> **Problem statement**
All lines in the data bearing the string "below" should be identified and copied.

Records from a collection
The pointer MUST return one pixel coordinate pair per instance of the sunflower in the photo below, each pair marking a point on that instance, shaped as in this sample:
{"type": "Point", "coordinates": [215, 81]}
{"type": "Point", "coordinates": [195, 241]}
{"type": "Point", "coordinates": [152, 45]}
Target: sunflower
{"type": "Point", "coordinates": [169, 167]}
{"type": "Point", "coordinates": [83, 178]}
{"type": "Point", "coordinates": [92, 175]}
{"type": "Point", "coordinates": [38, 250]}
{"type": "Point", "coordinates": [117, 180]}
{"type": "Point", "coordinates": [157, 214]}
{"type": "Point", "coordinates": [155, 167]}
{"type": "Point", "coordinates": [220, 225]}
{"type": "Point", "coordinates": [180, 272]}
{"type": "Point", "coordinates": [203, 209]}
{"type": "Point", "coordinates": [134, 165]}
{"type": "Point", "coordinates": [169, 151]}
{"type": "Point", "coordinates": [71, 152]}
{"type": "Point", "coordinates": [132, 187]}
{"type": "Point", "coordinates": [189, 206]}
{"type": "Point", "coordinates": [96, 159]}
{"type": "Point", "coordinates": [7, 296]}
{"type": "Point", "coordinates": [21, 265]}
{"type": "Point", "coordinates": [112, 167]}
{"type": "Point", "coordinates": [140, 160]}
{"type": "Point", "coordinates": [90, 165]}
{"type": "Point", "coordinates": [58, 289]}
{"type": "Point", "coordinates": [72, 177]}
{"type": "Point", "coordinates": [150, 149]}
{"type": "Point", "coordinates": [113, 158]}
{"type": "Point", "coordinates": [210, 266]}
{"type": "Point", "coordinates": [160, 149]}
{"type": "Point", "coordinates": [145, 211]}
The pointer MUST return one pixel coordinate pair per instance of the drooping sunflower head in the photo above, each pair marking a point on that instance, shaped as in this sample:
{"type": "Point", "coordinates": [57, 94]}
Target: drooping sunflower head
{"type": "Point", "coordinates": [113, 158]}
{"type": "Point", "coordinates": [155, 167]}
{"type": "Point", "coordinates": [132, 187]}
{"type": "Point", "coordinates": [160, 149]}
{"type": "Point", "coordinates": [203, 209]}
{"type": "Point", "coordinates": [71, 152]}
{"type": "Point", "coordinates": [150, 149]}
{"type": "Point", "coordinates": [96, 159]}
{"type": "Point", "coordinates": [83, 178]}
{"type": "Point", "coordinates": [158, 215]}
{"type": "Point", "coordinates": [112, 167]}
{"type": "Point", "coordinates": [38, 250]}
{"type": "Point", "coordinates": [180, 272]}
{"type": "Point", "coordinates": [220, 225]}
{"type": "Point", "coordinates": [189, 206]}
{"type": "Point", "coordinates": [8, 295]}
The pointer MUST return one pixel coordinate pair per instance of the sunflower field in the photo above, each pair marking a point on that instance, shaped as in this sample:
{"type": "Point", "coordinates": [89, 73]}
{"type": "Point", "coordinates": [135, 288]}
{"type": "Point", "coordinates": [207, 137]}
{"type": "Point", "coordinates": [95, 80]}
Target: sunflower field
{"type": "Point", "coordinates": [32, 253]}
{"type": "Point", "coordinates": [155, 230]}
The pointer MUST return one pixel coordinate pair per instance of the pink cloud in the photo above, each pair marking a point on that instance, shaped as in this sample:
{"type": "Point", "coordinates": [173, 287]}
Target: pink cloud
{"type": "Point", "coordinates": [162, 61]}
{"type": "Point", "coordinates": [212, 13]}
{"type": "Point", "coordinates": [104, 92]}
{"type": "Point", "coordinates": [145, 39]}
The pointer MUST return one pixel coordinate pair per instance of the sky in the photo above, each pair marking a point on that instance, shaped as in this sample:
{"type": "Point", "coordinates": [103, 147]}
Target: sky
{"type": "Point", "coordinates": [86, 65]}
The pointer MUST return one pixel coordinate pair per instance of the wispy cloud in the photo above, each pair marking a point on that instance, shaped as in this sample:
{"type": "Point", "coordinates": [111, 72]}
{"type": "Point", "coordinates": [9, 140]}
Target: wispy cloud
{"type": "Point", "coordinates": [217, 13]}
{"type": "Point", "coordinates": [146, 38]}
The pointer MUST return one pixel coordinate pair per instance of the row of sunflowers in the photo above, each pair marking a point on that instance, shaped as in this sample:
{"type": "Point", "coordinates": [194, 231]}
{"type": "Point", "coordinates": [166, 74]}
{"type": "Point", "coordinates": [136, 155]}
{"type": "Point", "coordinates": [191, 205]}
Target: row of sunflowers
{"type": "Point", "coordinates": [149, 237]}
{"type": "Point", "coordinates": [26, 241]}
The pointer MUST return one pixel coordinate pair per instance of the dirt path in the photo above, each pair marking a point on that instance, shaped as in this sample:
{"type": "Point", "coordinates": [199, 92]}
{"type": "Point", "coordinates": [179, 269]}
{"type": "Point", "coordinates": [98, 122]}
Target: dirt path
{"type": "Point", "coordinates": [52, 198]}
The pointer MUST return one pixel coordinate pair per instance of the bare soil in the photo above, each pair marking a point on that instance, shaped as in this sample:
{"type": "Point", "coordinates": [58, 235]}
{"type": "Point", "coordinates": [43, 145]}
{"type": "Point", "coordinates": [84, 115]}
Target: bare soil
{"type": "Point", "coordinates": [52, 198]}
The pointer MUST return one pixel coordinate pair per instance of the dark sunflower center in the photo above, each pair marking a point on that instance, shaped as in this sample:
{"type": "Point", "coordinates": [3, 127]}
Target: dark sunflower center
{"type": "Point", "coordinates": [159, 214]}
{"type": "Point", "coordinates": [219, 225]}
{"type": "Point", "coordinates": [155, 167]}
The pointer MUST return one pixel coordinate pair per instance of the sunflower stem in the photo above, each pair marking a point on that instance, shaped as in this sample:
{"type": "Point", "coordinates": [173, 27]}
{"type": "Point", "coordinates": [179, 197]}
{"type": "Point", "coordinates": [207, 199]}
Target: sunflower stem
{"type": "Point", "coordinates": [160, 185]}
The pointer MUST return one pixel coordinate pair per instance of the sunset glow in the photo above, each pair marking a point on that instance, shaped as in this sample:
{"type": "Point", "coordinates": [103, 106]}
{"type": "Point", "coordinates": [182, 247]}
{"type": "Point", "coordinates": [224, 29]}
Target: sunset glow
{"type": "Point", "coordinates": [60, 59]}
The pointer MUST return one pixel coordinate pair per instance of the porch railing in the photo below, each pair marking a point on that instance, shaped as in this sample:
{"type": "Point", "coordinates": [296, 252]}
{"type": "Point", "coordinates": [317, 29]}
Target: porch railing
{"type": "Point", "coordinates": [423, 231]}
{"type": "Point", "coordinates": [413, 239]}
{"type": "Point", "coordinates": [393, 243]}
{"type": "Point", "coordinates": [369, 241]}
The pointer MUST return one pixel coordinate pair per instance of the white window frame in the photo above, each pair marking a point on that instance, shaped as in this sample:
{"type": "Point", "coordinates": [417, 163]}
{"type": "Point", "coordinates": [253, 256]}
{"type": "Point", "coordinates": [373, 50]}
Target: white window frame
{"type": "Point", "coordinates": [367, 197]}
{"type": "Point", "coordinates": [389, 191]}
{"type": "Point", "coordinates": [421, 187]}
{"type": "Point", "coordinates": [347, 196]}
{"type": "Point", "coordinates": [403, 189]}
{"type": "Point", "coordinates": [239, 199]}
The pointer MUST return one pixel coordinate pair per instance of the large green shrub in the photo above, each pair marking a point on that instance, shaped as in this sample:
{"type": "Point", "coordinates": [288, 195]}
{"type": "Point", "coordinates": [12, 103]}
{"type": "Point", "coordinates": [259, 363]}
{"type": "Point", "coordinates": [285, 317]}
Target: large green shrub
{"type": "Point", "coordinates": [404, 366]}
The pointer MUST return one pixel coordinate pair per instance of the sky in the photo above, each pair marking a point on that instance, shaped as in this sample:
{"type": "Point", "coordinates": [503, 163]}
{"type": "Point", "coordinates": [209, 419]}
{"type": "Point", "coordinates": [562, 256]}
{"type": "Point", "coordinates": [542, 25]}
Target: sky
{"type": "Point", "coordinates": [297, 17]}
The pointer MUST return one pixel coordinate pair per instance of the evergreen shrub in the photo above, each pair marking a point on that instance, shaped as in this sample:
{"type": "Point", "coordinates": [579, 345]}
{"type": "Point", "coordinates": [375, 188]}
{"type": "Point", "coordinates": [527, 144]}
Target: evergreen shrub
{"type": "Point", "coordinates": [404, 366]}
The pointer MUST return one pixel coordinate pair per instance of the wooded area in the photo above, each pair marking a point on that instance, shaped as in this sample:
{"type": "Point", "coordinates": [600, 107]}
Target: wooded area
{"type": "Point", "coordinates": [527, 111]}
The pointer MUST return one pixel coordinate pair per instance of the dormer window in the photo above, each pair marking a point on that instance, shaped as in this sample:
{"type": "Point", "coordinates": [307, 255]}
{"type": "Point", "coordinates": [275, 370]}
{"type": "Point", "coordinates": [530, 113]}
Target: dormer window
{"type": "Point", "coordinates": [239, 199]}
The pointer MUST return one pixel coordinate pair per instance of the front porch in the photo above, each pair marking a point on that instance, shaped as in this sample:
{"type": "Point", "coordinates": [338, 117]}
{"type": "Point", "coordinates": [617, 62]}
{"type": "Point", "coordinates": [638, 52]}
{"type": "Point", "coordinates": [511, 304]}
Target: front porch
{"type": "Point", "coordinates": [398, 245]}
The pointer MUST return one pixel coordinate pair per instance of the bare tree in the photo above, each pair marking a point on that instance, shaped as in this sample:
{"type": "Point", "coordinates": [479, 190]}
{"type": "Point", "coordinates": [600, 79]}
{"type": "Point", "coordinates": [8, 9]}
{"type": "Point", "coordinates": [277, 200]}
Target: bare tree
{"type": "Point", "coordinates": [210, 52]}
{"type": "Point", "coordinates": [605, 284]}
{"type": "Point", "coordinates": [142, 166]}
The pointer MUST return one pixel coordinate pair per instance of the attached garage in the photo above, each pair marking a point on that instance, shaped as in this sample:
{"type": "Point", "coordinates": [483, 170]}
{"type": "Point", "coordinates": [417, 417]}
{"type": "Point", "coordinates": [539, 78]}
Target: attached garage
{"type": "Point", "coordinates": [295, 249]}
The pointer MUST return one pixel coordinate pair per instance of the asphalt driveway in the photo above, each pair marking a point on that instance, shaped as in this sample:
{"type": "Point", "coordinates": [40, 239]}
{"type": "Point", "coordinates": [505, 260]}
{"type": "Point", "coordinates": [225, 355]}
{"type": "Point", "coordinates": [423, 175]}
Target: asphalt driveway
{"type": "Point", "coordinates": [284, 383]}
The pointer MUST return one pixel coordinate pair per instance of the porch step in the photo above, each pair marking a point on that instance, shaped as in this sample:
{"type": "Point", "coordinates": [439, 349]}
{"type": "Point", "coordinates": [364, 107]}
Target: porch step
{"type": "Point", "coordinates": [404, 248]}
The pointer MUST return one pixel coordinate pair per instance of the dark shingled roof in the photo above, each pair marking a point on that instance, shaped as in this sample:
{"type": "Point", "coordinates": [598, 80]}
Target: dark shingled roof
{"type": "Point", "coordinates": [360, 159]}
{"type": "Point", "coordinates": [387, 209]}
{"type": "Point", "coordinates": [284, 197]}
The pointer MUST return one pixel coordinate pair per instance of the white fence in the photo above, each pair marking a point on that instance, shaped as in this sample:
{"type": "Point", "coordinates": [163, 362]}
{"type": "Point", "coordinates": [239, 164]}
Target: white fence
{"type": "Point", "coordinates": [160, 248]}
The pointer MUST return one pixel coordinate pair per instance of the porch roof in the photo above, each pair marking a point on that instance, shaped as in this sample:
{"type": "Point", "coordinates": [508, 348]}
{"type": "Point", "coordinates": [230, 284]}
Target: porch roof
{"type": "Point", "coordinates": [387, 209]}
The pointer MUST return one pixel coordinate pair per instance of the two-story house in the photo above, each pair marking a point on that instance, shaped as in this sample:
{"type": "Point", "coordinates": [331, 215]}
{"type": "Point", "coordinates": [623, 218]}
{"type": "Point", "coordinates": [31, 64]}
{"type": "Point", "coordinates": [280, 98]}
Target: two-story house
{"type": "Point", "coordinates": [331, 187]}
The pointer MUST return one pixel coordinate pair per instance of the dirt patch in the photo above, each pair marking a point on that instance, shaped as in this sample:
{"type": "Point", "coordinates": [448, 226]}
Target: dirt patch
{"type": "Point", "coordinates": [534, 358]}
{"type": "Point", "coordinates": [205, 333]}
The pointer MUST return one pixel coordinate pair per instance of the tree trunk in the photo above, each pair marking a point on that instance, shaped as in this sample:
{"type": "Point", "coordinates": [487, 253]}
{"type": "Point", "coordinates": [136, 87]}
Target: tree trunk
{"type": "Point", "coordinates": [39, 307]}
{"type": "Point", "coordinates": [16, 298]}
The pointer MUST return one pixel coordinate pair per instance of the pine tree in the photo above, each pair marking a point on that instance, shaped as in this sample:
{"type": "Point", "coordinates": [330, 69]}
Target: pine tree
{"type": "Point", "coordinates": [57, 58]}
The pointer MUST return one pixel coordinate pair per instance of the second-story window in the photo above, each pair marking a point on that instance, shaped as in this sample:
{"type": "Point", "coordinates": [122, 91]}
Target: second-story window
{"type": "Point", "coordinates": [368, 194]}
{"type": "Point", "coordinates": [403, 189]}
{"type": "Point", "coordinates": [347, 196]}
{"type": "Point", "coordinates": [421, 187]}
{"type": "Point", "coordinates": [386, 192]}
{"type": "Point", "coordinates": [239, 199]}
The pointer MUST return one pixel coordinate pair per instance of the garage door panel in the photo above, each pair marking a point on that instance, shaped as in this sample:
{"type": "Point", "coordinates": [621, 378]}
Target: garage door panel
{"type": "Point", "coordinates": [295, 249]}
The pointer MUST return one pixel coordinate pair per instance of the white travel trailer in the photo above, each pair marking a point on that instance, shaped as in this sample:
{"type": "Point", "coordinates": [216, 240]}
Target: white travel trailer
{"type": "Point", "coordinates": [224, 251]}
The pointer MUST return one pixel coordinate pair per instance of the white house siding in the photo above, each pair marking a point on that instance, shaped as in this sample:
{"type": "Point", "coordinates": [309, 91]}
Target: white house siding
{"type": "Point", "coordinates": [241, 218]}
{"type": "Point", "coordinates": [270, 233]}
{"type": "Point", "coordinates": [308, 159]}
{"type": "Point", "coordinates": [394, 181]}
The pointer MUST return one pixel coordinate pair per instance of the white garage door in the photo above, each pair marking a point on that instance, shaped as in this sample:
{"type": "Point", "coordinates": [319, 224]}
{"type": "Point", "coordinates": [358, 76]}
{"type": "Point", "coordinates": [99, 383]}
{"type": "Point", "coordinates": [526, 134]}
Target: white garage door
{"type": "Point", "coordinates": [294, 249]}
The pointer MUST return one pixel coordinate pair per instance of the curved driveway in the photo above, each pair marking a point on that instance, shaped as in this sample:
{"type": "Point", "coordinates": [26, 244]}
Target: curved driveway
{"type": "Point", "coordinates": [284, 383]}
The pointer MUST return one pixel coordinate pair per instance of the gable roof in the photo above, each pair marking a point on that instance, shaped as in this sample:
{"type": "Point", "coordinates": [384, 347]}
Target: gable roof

> **Written solution**
The pointer MUST return one pixel coordinate pair per instance of the sunflower in the photo below, each pair marking a point on that instance, shaped as in this sample:
The pointer MUST return one pixel coordinate pair per instance of the porch railing in the photo below, each pair marking a point on that instance, shaped as in this sample:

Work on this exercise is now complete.